▶ [COMPLETE THE FOLLOWING]:
a. From the biography of Samares Das, explain why Egra is listed as his constituency.
b. Continue the biography of Samares Das from where it ends.

BEGIN GIVEN TEXT

Member of the West Bengal Legislative Assembly
- In office 2009–2020
- Preceded by: Sisir Kumar Adhikari
- Succeeded by: Tarun Kumar Maity
- Constituency: Egra

Personal details
- Born: 10 February 1945
- Died: 17 August 2020 (aged 75)
- Party: Trinamool Congress
- Education: MA, University of Calcutta (B.Ed., 1980)
- Profession: Politician

= Samares Das =

Indian politician

Samares Das (10 February 1945 – 17 August 2020) was an Indian politician from West Bengal. He was elected three times to the West Bengal Legislative Assembly from Egra Assembly constituency in Purba Medinipur district. He was last elected in the 2016 West Bengal Legislative Assembly election representing the All India Trinamool Congress. He is the third West Bengal politician who died of COVID 19.

== Early life and education ==
Das was from East Medinipur district, West Bengal. He was the son of late Paresh Chandra Das. He completed his post graduation in commerce at the University of Calcutta in 1969. He later did BEd at Contai PK College in 1980.

END GIVEN TEXT
BEGIN SUPPLIED RECORDS

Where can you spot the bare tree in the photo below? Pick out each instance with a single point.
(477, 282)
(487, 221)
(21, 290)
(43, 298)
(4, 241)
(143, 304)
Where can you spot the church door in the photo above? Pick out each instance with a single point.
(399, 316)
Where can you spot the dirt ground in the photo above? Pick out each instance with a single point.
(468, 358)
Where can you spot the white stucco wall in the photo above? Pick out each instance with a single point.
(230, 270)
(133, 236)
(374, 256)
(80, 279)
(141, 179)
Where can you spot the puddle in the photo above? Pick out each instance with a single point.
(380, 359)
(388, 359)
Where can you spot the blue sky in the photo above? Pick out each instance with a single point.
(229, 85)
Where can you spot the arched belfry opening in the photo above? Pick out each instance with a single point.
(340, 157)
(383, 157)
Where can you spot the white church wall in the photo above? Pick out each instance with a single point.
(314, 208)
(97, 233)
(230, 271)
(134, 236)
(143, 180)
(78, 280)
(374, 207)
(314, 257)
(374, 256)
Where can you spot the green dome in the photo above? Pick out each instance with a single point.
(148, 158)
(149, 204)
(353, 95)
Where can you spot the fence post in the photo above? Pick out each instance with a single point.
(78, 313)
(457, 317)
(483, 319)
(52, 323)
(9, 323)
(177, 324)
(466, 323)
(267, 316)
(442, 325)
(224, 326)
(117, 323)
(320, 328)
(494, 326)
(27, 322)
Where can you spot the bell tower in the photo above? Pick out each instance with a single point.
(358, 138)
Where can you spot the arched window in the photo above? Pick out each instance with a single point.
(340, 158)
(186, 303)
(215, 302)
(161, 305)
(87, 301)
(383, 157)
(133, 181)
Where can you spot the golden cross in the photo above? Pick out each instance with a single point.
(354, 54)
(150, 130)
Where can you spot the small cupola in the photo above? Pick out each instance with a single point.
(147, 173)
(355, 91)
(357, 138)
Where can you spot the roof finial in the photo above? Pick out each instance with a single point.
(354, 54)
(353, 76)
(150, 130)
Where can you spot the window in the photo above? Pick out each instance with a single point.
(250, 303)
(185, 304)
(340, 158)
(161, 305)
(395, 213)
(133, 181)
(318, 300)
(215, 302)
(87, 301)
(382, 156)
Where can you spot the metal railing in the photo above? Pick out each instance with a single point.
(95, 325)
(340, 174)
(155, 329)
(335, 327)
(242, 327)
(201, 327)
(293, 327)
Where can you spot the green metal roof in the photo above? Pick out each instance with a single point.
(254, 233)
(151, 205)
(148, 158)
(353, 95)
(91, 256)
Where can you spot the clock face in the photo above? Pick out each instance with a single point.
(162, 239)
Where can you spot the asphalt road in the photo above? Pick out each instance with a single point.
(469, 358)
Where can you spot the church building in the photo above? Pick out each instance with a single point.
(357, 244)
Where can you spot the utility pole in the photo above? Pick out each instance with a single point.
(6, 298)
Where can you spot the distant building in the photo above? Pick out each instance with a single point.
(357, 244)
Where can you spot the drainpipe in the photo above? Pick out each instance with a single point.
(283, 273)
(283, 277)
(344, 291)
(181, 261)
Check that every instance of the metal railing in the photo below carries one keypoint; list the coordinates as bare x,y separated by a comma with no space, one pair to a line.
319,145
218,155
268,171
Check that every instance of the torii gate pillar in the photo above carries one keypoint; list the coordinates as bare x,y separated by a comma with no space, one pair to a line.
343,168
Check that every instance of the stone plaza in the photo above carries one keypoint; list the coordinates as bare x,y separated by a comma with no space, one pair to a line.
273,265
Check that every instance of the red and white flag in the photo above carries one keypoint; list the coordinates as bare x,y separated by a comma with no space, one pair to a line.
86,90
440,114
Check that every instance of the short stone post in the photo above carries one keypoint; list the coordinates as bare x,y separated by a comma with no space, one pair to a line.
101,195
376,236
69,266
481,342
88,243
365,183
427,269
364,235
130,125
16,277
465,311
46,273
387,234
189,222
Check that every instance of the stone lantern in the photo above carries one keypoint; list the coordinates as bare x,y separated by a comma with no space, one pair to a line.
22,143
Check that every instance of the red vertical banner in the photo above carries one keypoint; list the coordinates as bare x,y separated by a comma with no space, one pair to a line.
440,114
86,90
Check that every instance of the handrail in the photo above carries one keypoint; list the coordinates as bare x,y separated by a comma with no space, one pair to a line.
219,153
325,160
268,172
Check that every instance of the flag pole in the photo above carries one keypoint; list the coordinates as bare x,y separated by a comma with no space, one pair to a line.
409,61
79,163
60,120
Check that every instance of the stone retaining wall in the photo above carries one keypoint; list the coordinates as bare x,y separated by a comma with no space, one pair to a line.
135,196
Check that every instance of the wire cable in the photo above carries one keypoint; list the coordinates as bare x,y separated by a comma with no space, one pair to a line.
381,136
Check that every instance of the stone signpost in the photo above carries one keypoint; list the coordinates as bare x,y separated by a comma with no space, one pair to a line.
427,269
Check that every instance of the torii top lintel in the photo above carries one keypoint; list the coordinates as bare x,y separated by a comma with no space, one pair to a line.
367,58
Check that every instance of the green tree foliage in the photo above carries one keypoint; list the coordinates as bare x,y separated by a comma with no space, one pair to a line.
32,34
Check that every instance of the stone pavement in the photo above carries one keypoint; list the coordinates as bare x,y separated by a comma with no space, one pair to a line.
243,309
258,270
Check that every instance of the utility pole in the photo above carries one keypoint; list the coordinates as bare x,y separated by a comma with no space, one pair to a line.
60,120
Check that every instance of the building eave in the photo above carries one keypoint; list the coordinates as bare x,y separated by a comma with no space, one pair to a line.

END SUPPLIED RECORDS

▶ [EXERCISE ANSWERS]:
a. The biography states that he was elected three times to the West Bengal Legislative Assembly from the Egra Assembly constituency in Purba Medinipur district. His last election there was in 2016, when he represented the All India Trinamool Congress.

b.
== Career ==
Das was first elected as an MLA in the Egra Assembly constituency representing All India Trinamool Congress in the 2009 West Bengal Legislative Assembly by election necessitated by the election of the sitting MLA Sisir Adhikari to Parliament from Kanthi Lok Sabha constituency. In 2009, he polled 72,403 votes and defeated his nearest rival, Prabodh Chandra Sinha of the Democratic Socialist Political Party (Prabodh Chandra), by a margin of 5,950 votes.

He retained the seat for the Trinamool Congress in the 2011 West Bengal Legislative Assembly election and won for a third time in the 2016 West Bengal Legislative Assembly election. In 2011, he got 99,178 votes and defeated his closest rival, Hrisikesh Paria of the DSP (PC), by a margin of 15,953 votes. In 2016, he polled 113,334 votes, and beat Shaikh Mahmud Hossain, also of the Democratic Socialist Political Party, by 25,956 votes.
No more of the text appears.